== Extracted material ==

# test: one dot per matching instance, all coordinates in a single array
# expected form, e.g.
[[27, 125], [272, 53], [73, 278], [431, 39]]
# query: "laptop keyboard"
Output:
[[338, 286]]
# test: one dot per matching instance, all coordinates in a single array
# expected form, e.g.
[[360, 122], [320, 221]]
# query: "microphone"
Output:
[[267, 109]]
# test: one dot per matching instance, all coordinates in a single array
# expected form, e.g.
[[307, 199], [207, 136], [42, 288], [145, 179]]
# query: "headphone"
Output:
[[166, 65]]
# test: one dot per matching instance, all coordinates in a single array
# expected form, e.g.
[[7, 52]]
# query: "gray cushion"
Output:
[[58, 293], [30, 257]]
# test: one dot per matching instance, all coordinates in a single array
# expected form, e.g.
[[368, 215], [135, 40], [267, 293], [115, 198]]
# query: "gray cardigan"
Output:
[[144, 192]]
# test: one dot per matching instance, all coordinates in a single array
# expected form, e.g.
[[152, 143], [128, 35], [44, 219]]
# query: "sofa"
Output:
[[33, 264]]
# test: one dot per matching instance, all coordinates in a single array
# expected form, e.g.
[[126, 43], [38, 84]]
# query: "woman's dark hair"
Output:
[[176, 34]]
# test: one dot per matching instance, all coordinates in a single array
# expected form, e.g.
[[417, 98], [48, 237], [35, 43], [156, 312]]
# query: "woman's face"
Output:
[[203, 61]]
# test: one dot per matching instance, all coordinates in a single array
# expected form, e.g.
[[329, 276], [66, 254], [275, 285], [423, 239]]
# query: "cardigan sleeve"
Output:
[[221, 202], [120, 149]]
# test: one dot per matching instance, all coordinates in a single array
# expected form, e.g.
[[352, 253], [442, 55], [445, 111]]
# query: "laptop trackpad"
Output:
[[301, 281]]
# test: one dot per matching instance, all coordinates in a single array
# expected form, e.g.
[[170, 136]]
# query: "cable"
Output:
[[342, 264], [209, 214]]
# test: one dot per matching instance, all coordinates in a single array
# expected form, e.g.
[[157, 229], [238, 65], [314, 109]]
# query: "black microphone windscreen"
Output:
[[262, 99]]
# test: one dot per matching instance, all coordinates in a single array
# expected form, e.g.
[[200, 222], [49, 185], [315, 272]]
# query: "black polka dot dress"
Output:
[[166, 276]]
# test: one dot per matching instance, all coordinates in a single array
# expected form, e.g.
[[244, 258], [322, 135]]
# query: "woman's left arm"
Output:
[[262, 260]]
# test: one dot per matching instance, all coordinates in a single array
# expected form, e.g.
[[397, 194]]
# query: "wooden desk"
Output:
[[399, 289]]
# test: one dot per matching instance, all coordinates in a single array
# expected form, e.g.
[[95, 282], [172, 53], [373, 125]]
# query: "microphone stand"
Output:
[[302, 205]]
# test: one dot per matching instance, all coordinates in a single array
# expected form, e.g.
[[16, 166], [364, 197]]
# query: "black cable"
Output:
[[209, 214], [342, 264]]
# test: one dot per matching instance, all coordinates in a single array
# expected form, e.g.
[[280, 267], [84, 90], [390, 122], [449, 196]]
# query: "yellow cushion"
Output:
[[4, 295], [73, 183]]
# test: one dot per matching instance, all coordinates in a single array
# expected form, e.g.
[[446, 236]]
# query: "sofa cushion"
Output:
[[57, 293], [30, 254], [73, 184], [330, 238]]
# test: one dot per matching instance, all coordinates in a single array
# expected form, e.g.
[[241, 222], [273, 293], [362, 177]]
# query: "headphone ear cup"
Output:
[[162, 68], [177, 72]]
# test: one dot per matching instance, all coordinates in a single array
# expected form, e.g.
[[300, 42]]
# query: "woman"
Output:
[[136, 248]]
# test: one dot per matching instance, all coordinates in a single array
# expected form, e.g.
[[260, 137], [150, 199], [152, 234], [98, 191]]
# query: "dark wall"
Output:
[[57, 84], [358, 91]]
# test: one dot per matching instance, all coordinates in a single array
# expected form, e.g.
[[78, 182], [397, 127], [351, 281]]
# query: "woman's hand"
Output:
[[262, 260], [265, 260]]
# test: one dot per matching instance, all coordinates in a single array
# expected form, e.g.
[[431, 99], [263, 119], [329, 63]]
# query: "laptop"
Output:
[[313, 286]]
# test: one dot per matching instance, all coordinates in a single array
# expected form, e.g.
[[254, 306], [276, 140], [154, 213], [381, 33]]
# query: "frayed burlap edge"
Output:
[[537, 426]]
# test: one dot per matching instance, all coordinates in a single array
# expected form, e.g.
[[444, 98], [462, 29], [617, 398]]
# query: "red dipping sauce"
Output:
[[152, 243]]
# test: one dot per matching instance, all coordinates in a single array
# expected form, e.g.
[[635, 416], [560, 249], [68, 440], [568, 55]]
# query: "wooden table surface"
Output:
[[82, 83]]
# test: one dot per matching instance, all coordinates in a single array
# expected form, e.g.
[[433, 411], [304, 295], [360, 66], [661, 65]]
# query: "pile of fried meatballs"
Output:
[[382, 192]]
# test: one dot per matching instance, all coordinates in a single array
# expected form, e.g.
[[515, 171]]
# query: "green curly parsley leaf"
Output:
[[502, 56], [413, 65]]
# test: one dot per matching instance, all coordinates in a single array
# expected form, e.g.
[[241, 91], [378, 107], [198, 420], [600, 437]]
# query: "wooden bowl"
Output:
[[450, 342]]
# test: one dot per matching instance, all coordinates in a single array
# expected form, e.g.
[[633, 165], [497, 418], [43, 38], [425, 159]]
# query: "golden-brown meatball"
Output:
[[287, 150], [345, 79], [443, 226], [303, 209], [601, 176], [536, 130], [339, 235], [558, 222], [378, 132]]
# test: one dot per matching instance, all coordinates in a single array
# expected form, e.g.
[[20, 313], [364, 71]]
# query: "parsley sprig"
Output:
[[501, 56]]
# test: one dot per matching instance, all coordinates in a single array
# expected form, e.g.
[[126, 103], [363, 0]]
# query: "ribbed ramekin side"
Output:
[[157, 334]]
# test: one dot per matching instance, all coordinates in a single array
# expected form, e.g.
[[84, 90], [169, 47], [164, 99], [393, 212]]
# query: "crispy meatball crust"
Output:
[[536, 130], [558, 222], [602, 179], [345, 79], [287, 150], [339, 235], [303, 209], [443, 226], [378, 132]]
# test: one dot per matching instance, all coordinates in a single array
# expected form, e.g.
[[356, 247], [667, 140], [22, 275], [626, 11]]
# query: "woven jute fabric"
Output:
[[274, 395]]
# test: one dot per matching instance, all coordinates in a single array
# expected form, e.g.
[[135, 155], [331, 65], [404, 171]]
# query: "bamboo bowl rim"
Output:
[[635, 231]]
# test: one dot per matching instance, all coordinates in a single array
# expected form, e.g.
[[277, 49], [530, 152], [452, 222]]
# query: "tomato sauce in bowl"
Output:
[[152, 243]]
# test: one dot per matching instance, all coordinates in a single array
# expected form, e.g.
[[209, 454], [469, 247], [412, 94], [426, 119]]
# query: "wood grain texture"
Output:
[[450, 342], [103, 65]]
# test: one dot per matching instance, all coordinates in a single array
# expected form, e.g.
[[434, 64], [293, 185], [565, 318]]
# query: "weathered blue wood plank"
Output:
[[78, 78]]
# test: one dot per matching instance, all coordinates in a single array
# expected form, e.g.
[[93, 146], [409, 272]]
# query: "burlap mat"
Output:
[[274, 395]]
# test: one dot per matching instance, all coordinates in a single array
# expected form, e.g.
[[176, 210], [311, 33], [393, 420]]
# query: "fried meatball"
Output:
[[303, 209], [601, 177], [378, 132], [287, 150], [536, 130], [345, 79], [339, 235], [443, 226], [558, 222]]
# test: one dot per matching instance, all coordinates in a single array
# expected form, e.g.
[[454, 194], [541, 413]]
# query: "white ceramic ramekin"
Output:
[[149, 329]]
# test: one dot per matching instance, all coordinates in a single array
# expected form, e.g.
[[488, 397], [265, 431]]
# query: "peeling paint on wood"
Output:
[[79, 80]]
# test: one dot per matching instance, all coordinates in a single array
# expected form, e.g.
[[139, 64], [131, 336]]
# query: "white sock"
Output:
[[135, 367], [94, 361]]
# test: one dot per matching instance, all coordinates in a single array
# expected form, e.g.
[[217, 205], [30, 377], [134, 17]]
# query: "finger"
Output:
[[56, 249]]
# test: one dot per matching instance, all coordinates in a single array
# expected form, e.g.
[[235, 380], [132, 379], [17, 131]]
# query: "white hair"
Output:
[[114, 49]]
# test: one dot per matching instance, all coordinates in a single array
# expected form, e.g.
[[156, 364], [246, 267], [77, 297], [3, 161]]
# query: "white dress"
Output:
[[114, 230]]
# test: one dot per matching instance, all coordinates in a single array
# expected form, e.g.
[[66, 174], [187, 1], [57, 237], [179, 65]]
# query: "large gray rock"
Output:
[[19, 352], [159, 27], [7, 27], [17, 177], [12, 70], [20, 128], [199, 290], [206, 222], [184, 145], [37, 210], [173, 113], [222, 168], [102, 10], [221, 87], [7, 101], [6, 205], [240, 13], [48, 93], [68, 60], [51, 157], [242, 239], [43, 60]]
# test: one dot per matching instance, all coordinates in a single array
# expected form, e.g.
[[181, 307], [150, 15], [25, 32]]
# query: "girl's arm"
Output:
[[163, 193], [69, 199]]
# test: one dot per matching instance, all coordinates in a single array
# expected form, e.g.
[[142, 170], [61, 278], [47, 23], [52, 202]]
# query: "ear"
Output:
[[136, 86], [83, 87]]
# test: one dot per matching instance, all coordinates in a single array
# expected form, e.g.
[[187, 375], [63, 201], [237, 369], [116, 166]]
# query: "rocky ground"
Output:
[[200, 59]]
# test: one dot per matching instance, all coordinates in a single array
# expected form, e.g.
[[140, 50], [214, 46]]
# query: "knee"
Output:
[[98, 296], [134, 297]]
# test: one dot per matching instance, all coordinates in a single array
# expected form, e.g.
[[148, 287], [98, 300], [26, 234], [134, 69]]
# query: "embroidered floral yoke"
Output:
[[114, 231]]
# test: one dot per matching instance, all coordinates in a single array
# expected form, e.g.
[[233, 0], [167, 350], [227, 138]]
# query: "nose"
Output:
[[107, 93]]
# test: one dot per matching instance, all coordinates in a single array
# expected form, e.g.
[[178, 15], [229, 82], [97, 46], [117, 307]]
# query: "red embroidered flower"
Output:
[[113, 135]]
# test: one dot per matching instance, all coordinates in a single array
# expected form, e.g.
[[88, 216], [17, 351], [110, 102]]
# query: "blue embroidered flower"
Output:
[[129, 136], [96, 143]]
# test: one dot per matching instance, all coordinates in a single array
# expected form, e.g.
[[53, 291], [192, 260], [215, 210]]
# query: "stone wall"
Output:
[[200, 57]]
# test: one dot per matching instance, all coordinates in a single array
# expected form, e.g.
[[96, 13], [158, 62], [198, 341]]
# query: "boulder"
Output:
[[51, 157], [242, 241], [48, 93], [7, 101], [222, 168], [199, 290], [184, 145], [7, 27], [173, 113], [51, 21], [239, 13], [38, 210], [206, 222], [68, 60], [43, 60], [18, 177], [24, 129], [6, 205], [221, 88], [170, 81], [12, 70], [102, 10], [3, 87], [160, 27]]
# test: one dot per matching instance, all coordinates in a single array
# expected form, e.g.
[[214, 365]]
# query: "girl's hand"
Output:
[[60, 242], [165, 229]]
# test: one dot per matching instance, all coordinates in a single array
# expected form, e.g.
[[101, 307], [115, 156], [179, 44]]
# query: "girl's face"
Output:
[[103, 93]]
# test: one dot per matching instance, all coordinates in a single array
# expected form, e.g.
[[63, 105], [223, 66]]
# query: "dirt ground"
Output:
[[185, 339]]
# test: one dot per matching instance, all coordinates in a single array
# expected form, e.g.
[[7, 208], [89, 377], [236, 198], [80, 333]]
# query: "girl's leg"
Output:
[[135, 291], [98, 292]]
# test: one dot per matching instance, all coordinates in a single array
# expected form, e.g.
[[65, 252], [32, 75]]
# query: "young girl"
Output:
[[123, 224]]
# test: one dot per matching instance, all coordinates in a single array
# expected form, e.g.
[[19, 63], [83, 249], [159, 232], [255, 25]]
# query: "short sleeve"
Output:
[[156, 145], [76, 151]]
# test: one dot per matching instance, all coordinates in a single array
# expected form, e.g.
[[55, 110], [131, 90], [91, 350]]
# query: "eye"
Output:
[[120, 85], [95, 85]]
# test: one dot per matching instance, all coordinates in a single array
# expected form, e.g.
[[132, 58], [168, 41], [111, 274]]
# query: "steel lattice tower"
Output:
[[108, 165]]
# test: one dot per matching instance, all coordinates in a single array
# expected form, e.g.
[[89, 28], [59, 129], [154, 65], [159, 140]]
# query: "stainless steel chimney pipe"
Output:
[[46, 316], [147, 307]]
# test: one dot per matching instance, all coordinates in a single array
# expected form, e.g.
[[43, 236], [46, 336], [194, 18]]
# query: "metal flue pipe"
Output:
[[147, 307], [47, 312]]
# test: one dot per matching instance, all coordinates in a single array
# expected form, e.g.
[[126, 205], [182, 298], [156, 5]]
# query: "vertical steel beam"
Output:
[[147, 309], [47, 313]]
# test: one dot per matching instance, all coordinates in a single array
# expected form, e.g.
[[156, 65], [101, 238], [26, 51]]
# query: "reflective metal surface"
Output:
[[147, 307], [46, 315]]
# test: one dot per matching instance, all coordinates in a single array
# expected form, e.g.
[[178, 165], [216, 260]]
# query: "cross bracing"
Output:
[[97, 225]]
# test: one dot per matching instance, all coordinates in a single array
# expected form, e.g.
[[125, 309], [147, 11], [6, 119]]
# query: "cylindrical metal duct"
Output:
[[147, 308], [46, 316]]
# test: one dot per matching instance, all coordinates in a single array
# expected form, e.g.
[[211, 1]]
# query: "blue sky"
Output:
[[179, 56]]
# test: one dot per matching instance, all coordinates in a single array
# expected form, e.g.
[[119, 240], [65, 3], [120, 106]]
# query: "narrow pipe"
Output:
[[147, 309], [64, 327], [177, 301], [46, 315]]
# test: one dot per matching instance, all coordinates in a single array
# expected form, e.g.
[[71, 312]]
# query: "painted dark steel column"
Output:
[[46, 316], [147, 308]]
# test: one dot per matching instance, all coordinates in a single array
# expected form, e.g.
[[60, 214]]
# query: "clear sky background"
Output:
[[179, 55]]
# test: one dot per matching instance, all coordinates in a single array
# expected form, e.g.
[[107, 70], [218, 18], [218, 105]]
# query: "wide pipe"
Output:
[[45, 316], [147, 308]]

===

● **Task goal**: Print, without alteration, only the lines above between the one holding "[[93, 146], [409, 272]]" and the one holding "[[217, 205], [30, 377], [134, 17]]", inclusive.

● **Response to the exercise**:
[[93, 146], [409, 272]]
# query: "burlap mat"
Output:
[[274, 395]]
# test: one dot per matching instance, all coordinates in a single array
# expected form, e.g.
[[176, 210], [311, 33], [393, 420]]
# query: "fried meatball"
Output:
[[303, 209], [601, 177], [378, 132], [287, 150], [536, 130], [345, 79], [339, 235], [443, 226], [558, 222]]
# test: one dot per matching instance, all coordinates in a single array
# expected form, e.g.
[[454, 194], [541, 413]]
# query: "white ceramic ramekin"
Output:
[[149, 329]]
# test: one dot per matching instance, all coordinates in a single array
# expected form, e.g.
[[488, 397], [265, 431]]
# query: "peeling paint on wood"
Output:
[[79, 80]]
# test: one dot per matching instance, all coordinates in a single array
# expected form, e.g.
[[139, 64], [131, 336]]
# query: "white sock"
Output:
[[135, 367], [94, 361]]
# test: one dot per matching instance, all coordinates in a single array
# expected form, e.g.
[[217, 205], [30, 377], [134, 17]]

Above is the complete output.